» **Cosa fare**:
Trascrivi parola per parola la parte del brano sul suono dei marchi nel Metaverso compresa tra "Spostarsi nel Metaverso" e "saperne di più.", estremi inclusi.

Spostarsi nel Metaverso per promuovere il proprio marchio potrebbe non bastare, se non si gestisce anche il suono. Come si muoveranno i brand, di fronte al difficile compito di riprodurre il sound in una realtà interamente virtuale? Abbiamo cercato di saperne di più.

Ba da ba ba bah… I’m lovin’it!. Probabilmente qualcuno l’avrà letto canticchiando e se lo ha fatto è perché il jiingle di MacDonald’s è entrato prepotentemente nell’immaginario collettivo, nel linguaggio comune, nella nostra quotidianità.

Quando succede è perché un brand ha saputo raccontarsi in modo efficace, entrando nella nostra vita prima ancora che nelle nostre abitudini di acquisto.

I brand che raggiungono questo obiettivo hanno trovato la strada per conquistare i clienti o i potenziali tali, permettendo loro un’esperienza che li coinvolge a pieno e li conquista sotto tutti gli aspetti: non solo il prodotto, ma tutto ciò che il prodotto può trasmettere, jingle compreso. Una vera e propria esperienza immersiva, che coinvolge l’utente sotto tutti i punti di vista, di cui vi avevamo già parlato qui.

Di recente assistiamo spesso a iniziative da parte delle aziende che travalicano i confini del marketing tradizionale, per spostarsi verso altri mondi. Primo tra tutti la realtà virtuale, che richiede ovviamente un approccio completamente diverso da quello a cui siamo abituati, anche e soprattutto per quanto riguarda la pubblicità.

Cosa succede nel Metaverso?

» **Dati forniti**:
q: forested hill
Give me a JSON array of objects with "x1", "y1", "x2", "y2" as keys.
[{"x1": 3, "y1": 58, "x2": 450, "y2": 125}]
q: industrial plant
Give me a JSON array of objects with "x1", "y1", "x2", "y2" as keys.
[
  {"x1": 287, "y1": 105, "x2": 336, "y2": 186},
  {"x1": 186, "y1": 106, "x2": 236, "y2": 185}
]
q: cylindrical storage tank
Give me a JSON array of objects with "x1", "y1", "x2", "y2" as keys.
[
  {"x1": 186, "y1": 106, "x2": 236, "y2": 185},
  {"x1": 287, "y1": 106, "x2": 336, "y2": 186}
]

» **Soluzione**:
Spostarsi nel Metaverso per promuovere il proprio marchio potrebbe non bastare, se non si gestisce anche il suono. Come si muoveranno i brand, di fronte al difficile compito di riprodurre il sound in una realtà interamente virtuale? Abbiamo cercato di saperne di più.